* **TASK ITEM**
Using the text below on word embeddings, say whether each statement agrees with it: (a) GloVe was developed by researchers at Stanford; (b) FastText represents words as bags of whole-word tokens; (c) ELMo's architecture is a deep bidirectional LSTM network. For each, answer yes or no and quote the deciding words.

* **EXTRACT PROVIDED**
GloVe, developed by researchers at Stanford, combines the benefits of both global matrix factorization (like LSA) and local context window methods (like Word2Vec).

- **Method**: Constructs a word co-occurrence matrix from the corpus and then uses matrix factorization to learn word vectors. It captures the global statistical information of the corpus.
- **Training**: Minimizes a weighted least squares objective that models the logarithm of the probability of word co-occurrences.
- **Advantages**: Combines the strengths of word co-occurrence statistics and prediction-based learning.

### 3. **FastText**

Developed by Facebook's AI Research (FAIR) lab, FastText extends Word2Vec by taking sub word information into account.

- **Method**: Represents words as bags of character n-grams. For example, the word "where" could be represented by character trigrams like "whe", "her", "ere".
- **Training**: Similar to Word2Vec, but the model predicts the target word using the sum of its subword n-gram vectors.
- **Advantages**: Handles out-of-vocabulary words better, captures morphological information.

## 3. Contextualized word embeddings

- Contextualized word embeddings represent a significant advancement in NLP, enabling models to understand and generate language with greater nuance and accuracy
- By taking context into account, these embeddings provide more meaningful word representations, leading to superior performance across a wide range of NLP tasks

### 1. **ELMo (Embeddings from Language Models)**

**Developed by**: Allen Institute for AI

**Architecture**: Deep bidirectional LSTM network

**Training Objective**: Language modeling, predicting the next word in a sequence

**Pros**:

- **Context-Sensitive**: Generates different embeddings for the same word based on its context.

* **DATASET**
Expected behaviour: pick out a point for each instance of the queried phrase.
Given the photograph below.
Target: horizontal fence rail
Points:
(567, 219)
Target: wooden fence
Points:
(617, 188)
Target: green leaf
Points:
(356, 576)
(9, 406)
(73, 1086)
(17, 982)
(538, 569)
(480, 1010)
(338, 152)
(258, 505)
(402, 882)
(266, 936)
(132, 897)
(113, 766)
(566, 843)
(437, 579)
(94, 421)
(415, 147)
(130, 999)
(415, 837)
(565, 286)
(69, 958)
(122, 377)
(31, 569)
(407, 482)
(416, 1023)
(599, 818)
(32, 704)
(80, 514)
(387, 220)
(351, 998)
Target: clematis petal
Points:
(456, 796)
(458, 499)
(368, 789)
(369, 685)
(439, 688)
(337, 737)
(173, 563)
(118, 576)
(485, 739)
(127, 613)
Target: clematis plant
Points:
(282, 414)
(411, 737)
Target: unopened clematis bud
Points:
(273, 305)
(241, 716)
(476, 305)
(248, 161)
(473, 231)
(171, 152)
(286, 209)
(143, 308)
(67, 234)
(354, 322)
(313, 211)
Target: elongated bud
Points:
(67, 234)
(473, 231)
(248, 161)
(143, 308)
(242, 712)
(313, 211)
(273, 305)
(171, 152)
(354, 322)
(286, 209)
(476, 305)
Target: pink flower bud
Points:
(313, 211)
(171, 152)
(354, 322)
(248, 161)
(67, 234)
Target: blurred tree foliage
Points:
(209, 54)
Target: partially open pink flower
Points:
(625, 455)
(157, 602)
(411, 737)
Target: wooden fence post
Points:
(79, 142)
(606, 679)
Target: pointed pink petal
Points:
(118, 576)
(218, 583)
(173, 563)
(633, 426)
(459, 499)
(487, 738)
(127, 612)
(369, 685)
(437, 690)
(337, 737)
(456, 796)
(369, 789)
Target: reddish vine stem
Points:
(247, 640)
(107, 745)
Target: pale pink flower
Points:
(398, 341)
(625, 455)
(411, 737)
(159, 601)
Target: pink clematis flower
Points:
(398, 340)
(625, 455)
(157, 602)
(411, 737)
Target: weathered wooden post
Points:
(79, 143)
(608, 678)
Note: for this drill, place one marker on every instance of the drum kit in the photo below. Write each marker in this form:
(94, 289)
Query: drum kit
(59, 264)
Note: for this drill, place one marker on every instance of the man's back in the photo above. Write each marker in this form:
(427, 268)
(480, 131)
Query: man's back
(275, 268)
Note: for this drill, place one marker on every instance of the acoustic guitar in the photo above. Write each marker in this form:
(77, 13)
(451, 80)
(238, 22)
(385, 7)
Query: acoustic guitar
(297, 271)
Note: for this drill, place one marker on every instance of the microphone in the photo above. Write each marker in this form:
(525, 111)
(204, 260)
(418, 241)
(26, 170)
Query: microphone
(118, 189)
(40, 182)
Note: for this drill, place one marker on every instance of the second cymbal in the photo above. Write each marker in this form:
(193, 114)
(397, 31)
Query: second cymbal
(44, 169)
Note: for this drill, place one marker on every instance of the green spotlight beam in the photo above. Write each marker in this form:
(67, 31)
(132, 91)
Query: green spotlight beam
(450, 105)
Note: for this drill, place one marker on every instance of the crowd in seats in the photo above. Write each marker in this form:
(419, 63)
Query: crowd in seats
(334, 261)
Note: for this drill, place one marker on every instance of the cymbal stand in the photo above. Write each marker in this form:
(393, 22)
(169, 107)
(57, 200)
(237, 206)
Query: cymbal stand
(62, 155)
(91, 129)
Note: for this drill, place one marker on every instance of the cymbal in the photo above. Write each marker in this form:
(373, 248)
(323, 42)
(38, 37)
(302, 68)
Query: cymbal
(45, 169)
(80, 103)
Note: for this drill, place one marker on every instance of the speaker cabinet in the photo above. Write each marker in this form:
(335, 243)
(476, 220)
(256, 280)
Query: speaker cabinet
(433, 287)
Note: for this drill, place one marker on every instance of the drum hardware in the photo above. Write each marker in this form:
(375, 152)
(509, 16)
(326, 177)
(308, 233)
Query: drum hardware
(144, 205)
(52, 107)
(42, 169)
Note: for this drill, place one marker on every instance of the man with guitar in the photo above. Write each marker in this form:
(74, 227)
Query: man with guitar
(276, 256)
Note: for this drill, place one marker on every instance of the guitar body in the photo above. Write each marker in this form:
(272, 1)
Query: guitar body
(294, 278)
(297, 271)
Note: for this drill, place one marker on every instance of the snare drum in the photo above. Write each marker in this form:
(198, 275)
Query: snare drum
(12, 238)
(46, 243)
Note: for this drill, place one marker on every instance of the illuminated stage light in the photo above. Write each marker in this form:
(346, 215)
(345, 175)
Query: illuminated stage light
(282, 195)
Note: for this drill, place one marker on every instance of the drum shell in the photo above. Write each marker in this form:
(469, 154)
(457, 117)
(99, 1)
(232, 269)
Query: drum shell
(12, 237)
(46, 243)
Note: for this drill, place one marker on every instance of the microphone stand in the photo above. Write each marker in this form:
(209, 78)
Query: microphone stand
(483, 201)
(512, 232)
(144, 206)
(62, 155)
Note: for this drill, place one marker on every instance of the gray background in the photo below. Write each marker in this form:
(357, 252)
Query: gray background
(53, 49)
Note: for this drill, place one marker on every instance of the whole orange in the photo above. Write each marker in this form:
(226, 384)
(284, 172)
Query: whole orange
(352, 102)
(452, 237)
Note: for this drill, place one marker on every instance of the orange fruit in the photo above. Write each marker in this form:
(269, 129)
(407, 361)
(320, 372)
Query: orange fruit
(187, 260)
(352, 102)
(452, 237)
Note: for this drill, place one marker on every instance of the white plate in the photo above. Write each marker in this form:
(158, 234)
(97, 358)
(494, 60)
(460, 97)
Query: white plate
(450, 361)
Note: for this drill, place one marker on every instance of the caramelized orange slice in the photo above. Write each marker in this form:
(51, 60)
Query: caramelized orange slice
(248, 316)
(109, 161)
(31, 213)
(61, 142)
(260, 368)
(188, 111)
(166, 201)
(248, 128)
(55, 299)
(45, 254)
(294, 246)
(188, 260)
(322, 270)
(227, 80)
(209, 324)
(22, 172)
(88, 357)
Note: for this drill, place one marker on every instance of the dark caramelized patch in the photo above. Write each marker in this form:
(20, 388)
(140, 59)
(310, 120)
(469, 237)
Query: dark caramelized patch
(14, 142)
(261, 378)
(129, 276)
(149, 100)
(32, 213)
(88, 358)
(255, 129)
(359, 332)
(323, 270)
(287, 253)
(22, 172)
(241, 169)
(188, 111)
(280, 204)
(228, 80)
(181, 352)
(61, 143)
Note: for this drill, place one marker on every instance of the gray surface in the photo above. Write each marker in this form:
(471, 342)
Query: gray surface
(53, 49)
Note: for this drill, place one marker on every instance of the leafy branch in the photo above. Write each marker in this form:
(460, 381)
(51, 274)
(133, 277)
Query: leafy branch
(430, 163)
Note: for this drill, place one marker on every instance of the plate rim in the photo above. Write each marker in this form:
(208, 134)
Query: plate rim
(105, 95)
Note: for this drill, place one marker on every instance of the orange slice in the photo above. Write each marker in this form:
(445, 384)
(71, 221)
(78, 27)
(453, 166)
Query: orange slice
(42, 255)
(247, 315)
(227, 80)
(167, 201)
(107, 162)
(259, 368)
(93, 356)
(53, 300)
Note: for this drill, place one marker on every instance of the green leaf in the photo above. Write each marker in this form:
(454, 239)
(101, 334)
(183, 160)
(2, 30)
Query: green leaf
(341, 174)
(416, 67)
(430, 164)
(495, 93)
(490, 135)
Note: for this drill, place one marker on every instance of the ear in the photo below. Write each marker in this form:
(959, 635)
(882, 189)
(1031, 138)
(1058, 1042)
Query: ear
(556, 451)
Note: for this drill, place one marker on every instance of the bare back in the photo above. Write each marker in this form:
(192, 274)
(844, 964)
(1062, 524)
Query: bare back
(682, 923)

* **WRITTEN ANSWER**
(a) Yes: "GloVe, developed by researchers at Stanford"
(b) No: "Represents words as bags of character n-grams."
(c) Yes: "Deep bidirectional LSTM network"